+++ EXTRACTED INFORMATION +++

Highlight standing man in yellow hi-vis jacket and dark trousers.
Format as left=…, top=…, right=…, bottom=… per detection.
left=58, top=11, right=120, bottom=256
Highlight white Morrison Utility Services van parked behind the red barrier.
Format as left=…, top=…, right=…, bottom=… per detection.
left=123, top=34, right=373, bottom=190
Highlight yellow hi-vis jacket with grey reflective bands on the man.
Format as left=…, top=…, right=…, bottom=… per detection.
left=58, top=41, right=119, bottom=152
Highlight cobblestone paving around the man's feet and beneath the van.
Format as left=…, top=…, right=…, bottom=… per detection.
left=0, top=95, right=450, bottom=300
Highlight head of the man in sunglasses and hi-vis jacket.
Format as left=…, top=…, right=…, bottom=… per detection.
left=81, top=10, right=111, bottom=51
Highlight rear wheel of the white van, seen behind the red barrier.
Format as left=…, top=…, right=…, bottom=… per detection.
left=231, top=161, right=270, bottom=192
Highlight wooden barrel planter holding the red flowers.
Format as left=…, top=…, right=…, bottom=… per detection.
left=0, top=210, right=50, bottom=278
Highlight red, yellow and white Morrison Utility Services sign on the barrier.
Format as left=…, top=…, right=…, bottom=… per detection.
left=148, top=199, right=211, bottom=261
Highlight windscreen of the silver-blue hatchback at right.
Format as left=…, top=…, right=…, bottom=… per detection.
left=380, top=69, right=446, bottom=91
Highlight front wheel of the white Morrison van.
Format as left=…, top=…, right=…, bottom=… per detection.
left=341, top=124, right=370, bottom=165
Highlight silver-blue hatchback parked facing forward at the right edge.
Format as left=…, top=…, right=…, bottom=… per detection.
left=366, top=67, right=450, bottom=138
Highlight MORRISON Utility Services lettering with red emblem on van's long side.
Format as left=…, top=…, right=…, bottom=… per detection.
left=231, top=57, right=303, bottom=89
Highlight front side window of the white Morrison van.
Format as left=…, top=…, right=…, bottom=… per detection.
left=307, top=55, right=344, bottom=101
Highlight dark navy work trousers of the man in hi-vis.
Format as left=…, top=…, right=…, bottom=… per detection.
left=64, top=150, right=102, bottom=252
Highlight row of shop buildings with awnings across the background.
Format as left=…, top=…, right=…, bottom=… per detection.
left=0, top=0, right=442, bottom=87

+++
+++ EXTRACTED INFORMATION +++

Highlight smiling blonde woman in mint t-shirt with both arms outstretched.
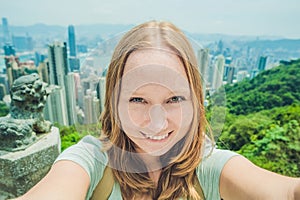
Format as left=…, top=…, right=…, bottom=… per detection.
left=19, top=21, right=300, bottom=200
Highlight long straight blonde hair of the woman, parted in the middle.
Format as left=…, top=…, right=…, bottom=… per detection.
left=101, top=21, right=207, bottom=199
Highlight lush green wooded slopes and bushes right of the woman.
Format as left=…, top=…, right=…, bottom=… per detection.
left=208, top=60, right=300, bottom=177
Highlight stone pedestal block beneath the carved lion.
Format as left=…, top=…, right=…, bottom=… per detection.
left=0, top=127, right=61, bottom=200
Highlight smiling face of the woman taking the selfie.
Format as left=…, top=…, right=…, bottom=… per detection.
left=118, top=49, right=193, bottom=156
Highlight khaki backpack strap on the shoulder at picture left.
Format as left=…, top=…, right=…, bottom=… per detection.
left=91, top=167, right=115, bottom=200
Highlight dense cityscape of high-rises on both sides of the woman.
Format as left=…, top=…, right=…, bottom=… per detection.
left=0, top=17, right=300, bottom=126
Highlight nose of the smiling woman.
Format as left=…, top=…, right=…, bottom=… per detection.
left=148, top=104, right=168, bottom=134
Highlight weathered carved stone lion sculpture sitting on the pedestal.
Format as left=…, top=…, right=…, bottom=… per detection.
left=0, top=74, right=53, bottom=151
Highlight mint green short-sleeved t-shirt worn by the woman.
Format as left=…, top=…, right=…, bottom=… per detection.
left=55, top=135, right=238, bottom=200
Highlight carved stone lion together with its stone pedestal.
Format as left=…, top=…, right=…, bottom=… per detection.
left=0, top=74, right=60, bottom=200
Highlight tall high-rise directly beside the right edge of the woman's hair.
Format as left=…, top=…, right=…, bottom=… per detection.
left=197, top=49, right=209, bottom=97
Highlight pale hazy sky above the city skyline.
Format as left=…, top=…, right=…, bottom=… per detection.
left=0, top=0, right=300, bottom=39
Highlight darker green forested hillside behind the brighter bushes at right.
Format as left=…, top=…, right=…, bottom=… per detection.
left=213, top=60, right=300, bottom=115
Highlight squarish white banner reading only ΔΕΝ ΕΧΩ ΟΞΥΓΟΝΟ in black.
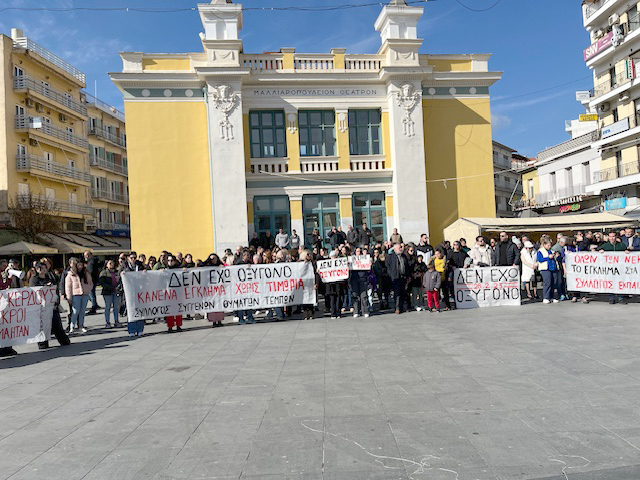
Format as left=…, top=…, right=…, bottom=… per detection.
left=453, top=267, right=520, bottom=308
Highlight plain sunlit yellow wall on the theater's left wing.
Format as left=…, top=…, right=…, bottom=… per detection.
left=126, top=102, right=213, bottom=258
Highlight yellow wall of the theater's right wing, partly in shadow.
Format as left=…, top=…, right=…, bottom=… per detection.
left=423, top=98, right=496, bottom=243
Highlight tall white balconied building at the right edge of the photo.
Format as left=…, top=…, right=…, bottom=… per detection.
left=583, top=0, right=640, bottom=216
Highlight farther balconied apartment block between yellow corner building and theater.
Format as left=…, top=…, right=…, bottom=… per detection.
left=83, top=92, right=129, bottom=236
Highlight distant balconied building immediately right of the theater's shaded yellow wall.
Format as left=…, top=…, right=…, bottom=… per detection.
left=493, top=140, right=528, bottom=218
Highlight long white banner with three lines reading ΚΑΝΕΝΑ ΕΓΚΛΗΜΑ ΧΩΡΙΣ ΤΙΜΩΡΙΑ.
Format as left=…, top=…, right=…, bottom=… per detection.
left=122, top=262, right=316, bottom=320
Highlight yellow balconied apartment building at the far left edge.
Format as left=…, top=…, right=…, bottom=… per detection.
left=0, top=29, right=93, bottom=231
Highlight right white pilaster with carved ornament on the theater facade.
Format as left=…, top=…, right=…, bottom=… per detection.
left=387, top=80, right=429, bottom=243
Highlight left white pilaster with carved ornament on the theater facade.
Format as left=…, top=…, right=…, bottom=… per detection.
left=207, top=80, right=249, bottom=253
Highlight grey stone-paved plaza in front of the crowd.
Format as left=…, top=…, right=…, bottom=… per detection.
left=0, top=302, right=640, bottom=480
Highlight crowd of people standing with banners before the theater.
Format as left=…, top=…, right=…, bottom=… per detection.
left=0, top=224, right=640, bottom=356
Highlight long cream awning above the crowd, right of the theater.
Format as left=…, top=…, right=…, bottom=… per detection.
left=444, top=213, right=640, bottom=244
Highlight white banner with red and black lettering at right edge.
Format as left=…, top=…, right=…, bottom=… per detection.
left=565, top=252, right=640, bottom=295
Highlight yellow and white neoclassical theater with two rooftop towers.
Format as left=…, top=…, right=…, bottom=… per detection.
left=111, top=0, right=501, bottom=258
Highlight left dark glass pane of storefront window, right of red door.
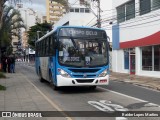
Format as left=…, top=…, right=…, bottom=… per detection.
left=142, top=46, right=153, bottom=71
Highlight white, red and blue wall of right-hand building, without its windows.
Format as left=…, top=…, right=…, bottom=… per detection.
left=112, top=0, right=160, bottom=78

+++

(THE PROBLEM) Look above for the line with "Highlight smiling face" and the line with "Highlight mint green", and reproduce exactly those two lines plus every line between, nothing more.

(EXPECTED ANSWER)
Highlight smiling face of the woman taking the selfie.
Format as left=…, top=…, right=…, bottom=… per detection.
left=118, top=49, right=193, bottom=156
Highlight khaki backpack strap on the shoulder at picture left.
Format as left=…, top=…, right=…, bottom=… per detection.
left=91, top=167, right=115, bottom=200
Highlight dense cityscape of high-rises on both sides of the woman.
Format as left=…, top=…, right=…, bottom=… per detection.
left=0, top=17, right=300, bottom=126
Highlight nose of the smiling woman.
Format as left=…, top=…, right=…, bottom=… per detection.
left=148, top=104, right=168, bottom=134
Highlight weathered carved stone lion sculpture sitting on the pedestal.
Format as left=…, top=…, right=…, bottom=… per detection.
left=0, top=74, right=53, bottom=151
Highlight mint green short-sleeved t-shirt worn by the woman.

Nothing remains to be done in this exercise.